*Material provided:*
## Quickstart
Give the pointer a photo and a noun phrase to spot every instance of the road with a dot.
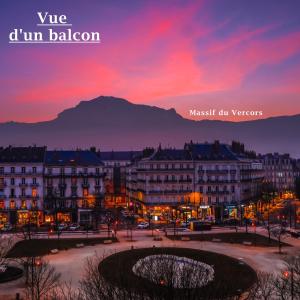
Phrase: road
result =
(71, 263)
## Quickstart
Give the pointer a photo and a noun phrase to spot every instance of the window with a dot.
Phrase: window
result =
(12, 204)
(85, 192)
(34, 193)
(74, 191)
(62, 192)
(23, 204)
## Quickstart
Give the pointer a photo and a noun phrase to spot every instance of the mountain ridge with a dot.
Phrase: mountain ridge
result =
(115, 123)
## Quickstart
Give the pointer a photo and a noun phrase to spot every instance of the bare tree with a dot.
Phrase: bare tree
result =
(42, 280)
(279, 233)
(6, 242)
(263, 289)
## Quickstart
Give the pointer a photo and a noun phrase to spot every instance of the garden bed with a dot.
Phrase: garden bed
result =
(40, 247)
(231, 276)
(249, 239)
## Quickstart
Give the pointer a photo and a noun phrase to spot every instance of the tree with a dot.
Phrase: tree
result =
(278, 232)
(267, 194)
(42, 279)
(297, 187)
(6, 242)
(263, 289)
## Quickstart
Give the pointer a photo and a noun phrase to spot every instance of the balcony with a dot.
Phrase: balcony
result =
(186, 180)
(217, 192)
(222, 172)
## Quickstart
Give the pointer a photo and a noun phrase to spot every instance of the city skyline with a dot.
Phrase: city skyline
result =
(196, 55)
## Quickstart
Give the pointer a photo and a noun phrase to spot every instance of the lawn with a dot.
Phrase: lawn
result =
(231, 277)
(40, 247)
(232, 237)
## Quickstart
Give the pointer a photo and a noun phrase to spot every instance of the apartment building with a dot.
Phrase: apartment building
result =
(279, 171)
(74, 187)
(115, 164)
(21, 185)
(200, 180)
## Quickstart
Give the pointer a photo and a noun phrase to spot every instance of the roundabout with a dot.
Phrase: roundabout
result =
(176, 273)
(10, 273)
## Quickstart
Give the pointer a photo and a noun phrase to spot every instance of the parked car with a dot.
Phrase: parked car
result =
(6, 227)
(185, 224)
(74, 227)
(143, 225)
(62, 226)
(231, 222)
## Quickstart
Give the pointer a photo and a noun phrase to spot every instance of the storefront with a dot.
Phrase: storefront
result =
(61, 217)
(26, 216)
(3, 219)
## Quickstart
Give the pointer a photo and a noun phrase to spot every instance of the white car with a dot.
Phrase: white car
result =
(143, 225)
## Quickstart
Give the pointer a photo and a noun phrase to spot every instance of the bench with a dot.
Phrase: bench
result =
(247, 243)
(216, 240)
(3, 268)
(54, 251)
(107, 241)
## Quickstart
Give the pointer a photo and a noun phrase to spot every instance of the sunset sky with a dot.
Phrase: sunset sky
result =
(228, 54)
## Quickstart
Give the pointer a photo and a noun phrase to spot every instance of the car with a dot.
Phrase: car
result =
(192, 220)
(74, 227)
(143, 225)
(62, 227)
(6, 227)
(231, 222)
(185, 224)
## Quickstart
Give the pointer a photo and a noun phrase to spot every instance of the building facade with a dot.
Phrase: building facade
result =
(21, 185)
(200, 180)
(279, 171)
(74, 187)
(115, 166)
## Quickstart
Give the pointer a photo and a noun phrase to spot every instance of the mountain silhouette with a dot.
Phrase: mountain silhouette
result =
(114, 123)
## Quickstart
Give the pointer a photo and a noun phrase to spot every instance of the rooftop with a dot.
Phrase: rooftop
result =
(22, 154)
(69, 158)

*What is required:* Look back at the entries above and repeat, unchanged, every line from the line holding "the car with a dot." through the line holding "Phrase: building facade".

*Worked solution:*
Give the pointer a photo and a noun phrase to spot every instance of the car with a dot.
Phrase: car
result =
(192, 220)
(74, 227)
(143, 225)
(62, 227)
(6, 227)
(231, 222)
(185, 224)
## Quickstart
Give the pointer a photo and a noun phrase to spot every instance of the building facade with a dot.
Phrase: building facade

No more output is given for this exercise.